_Your task:_ Output all of the records again, exactly as written.

_Extracted material:_
[Start of section]
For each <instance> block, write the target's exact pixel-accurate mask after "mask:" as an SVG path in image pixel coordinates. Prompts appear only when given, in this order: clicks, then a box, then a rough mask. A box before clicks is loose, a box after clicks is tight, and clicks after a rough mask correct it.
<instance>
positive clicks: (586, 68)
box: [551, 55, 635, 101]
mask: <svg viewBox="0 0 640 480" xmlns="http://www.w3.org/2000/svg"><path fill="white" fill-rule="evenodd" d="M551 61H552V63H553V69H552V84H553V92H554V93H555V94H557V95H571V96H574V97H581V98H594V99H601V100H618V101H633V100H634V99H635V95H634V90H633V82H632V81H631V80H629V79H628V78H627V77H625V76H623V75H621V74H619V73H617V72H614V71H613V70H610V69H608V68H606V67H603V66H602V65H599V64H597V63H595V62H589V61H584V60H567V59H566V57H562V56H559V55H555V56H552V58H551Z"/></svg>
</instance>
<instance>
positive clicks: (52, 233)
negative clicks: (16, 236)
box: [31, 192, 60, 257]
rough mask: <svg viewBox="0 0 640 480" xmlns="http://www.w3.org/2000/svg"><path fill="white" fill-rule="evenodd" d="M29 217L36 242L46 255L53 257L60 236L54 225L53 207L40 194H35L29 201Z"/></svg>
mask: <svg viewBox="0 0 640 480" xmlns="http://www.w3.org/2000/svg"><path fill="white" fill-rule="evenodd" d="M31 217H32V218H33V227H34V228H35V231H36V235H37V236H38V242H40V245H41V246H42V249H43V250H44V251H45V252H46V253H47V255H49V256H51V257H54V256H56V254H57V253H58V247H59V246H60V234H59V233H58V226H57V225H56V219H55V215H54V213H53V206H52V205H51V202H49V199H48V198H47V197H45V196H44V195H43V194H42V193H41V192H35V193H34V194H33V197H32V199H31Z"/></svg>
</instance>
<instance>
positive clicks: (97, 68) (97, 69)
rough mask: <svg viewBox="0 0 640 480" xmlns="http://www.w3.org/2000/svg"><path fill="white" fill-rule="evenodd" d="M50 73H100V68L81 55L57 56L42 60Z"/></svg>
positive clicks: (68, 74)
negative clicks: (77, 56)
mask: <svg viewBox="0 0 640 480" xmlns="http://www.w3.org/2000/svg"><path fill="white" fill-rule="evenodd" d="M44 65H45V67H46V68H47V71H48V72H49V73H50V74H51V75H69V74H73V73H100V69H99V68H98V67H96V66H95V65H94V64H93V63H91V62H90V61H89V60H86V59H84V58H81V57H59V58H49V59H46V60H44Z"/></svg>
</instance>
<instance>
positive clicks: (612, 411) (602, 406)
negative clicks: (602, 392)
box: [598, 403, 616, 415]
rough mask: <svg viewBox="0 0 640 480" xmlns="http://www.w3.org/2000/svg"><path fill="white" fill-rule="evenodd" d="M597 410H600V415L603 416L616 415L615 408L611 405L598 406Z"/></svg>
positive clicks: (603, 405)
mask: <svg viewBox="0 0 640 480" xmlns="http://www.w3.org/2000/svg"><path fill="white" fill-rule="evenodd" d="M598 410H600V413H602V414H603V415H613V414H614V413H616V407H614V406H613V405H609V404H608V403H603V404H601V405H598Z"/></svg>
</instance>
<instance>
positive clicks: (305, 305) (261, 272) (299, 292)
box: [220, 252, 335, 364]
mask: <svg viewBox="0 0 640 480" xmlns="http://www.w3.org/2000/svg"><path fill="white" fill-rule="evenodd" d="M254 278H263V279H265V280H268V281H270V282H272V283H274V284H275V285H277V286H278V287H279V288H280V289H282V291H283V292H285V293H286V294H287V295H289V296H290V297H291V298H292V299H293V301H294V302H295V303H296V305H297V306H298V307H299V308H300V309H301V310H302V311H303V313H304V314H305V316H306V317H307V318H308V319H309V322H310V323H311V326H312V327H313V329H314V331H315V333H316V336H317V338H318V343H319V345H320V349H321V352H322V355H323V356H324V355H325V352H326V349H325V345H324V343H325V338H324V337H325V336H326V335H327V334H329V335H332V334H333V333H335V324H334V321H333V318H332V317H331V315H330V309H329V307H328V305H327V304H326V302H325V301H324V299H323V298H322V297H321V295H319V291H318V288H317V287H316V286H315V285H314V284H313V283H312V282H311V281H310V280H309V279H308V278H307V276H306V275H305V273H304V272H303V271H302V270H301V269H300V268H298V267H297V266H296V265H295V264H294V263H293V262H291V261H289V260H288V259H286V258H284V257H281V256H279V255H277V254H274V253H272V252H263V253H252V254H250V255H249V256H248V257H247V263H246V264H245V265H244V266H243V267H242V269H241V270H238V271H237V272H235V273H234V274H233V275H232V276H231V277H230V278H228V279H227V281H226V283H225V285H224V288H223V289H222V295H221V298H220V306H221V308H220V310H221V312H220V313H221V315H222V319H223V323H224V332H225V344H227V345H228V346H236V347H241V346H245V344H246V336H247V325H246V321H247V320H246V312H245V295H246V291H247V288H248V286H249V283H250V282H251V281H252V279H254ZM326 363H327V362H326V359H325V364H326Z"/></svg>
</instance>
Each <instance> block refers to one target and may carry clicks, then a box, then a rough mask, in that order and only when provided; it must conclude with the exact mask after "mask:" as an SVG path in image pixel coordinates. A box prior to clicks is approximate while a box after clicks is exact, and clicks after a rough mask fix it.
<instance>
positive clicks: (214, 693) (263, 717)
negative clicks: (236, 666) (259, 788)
[End of section]
_Reply:_
For each <instance> block, write the target's exact pixel-accurate mask after "mask:" as an SVG path in image pixel coordinates. Prompts appear only when given, in this order: clicks, then a box, then a rough mask. A box before clicks is loose, a box after clicks is tight, and clicks after a rough mask correct it.
<instance>
positive clicks: (586, 68)
box: [551, 55, 635, 101]
mask: <svg viewBox="0 0 640 480" xmlns="http://www.w3.org/2000/svg"><path fill="white" fill-rule="evenodd" d="M551 61H552V63H553V69H552V84H553V92H554V93H555V94H557V95H571V96H574V97H581V98H594V99H601V100H618V101H633V100H634V99H635V95H634V90H633V82H632V81H631V80H629V79H628V78H627V77H625V76H623V75H621V74H619V73H617V72H614V71H613V70H610V69H608V68H606V67H603V66H602V65H599V64H597V63H595V62H589V61H584V60H567V59H566V57H562V56H559V55H555V56H552V58H551Z"/></svg>
</instance>
<instance>
positive clicks: (52, 233)
negative clicks: (16, 236)
box: [31, 192, 60, 257]
rough mask: <svg viewBox="0 0 640 480" xmlns="http://www.w3.org/2000/svg"><path fill="white" fill-rule="evenodd" d="M29 217L36 242L46 255L53 257L60 236L54 225L53 207L40 194H35L29 201Z"/></svg>
mask: <svg viewBox="0 0 640 480" xmlns="http://www.w3.org/2000/svg"><path fill="white" fill-rule="evenodd" d="M31 217H32V218H33V227H34V228H35V231H36V235H37V236H38V242H40V245H41V246H42V249H43V250H44V251H45V252H46V253H47V255H49V256H51V257H54V256H56V254H57V253H58V247H59V246H60V234H59V233H58V226H57V225H56V219H55V215H54V213H53V206H52V205H51V202H49V199H48V198H47V197H45V196H44V195H43V194H42V193H41V192H35V193H34V194H33V197H32V199H31Z"/></svg>
</instance>
<instance>
positive clicks: (97, 68) (97, 69)
rough mask: <svg viewBox="0 0 640 480" xmlns="http://www.w3.org/2000/svg"><path fill="white" fill-rule="evenodd" d="M50 73H100V68L81 55L57 56L42 60Z"/></svg>
positive clicks: (68, 74)
negative clicks: (77, 56)
mask: <svg viewBox="0 0 640 480" xmlns="http://www.w3.org/2000/svg"><path fill="white" fill-rule="evenodd" d="M44 65H45V67H46V68H47V71H48V72H49V73H50V74H51V75H69V74H73V73H100V69H99V68H98V67H96V66H95V65H94V64H93V63H91V62H90V61H89V60H86V59H84V58H81V57H59V58H49V59H46V60H44Z"/></svg>
</instance>
<instance>
positive clicks: (612, 411) (602, 406)
negative clicks: (602, 392)
box: [598, 403, 616, 415]
rough mask: <svg viewBox="0 0 640 480" xmlns="http://www.w3.org/2000/svg"><path fill="white" fill-rule="evenodd" d="M597 410H600V415L603 416L616 415L615 408L611 405L598 406Z"/></svg>
positive clicks: (603, 405)
mask: <svg viewBox="0 0 640 480" xmlns="http://www.w3.org/2000/svg"><path fill="white" fill-rule="evenodd" d="M598 410H600V413H602V414H603V415H613V414H614V413H616V407H614V406H613V405H609V404H608V403H603V404H601V405H598Z"/></svg>
</instance>
<instance>
positive clicks: (305, 305) (261, 272) (299, 292)
box: [220, 252, 335, 364]
mask: <svg viewBox="0 0 640 480" xmlns="http://www.w3.org/2000/svg"><path fill="white" fill-rule="evenodd" d="M254 278H263V279H265V280H268V281H270V282H272V283H274V284H275V285H277V286H278V287H279V288H280V289H282V291H283V292H285V293H286V294H287V295H289V296H290V297H291V298H292V299H293V301H294V302H295V303H296V305H297V306H298V307H299V308H300V309H301V310H302V311H303V313H304V314H305V316H306V317H307V318H308V319H309V322H310V323H311V326H312V327H313V329H314V331H315V333H316V336H317V338H318V343H319V345H320V349H321V352H322V355H323V356H324V355H325V352H326V349H325V345H324V343H325V338H324V337H325V336H326V335H327V334H329V335H332V334H333V333H335V324H334V321H333V318H332V317H331V315H330V309H329V307H328V305H327V304H326V302H325V301H324V299H323V298H322V297H321V295H319V291H318V288H317V287H316V286H315V285H314V284H313V283H312V282H311V281H310V280H309V279H308V278H307V276H306V275H305V273H304V272H303V271H302V270H301V269H300V268H298V267H297V266H296V265H295V264H294V263H293V262H291V261H289V260H288V259H286V258H284V257H281V256H279V255H277V254H274V253H272V252H263V253H252V254H250V255H249V256H248V257H247V263H246V264H245V265H244V266H243V267H242V269H241V270H238V271H237V272H235V273H234V274H233V275H232V276H231V277H230V278H228V279H227V281H226V283H225V285H224V288H223V289H222V295H221V298H220V306H221V308H220V310H221V312H220V313H221V315H222V319H223V323H224V332H225V344H227V345H228V346H236V347H241V346H245V344H246V336H247V325H246V321H247V320H246V312H245V295H246V291H247V288H248V286H249V283H250V282H251V281H252V279H254ZM326 363H327V362H326V359H325V364H326Z"/></svg>
</instance>
Each <instance> block refers to one target and may carry clicks, then a box, then a rough mask, in that order and only when provided; it must conclude with the exact mask after "mask:" as an SVG path in image pixel coordinates. A box prior to clicks is approximate while a box after clicks is exact, and clicks after a rough mask fix it.
<instance>
positive clicks: (214, 693) (263, 717)
negative clicks: (236, 666) (259, 788)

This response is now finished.